What to work on: Output the lines of the listing from the one containing "identify the cleric" through the one containing "[[368, 32], [524, 217]]", both included, as a Markdown table with the columns Row and Line. Number each row and omit blank lines.

══ Supplied entries

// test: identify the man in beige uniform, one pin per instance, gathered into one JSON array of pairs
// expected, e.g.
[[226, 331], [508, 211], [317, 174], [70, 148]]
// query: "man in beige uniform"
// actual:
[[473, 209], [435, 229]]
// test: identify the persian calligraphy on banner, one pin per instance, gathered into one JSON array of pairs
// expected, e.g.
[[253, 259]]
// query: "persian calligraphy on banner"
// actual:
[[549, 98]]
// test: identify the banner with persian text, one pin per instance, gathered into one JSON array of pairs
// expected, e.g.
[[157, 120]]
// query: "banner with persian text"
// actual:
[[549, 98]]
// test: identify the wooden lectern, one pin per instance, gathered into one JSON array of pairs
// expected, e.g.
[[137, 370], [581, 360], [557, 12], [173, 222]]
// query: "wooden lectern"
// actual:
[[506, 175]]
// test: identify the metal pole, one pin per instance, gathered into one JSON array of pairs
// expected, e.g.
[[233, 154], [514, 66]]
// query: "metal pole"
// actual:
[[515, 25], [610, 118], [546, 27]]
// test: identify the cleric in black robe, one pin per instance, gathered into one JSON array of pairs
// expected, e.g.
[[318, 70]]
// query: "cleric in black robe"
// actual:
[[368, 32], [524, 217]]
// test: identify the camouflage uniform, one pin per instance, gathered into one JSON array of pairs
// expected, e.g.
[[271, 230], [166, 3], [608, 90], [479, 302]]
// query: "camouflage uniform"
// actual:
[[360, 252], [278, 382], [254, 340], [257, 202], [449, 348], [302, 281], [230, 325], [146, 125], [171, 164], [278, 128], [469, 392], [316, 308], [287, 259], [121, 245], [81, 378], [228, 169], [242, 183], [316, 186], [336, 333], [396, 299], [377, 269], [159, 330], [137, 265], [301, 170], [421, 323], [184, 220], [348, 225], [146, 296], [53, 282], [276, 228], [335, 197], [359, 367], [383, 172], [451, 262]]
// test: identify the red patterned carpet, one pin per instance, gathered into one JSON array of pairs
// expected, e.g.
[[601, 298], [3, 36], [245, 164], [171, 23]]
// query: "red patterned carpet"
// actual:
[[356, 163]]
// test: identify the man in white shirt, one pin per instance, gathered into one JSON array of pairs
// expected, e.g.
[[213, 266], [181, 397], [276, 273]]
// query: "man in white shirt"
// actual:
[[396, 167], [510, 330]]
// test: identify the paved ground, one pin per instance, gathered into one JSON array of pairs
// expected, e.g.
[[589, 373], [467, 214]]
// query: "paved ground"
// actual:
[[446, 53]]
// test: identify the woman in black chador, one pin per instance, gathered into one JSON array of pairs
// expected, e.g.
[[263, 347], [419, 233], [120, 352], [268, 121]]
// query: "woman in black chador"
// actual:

════

The response:
| Row | Line |
|---|---|
| 1 | // test: identify the cleric in black robe, one pin per instance, gathered into one JSON array of pairs |
| 2 | // expected, e.g. |
| 3 | [[318, 70]] |
| 4 | // query: "cleric in black robe" |
| 5 | // actual: |
| 6 | [[368, 32], [524, 217]] |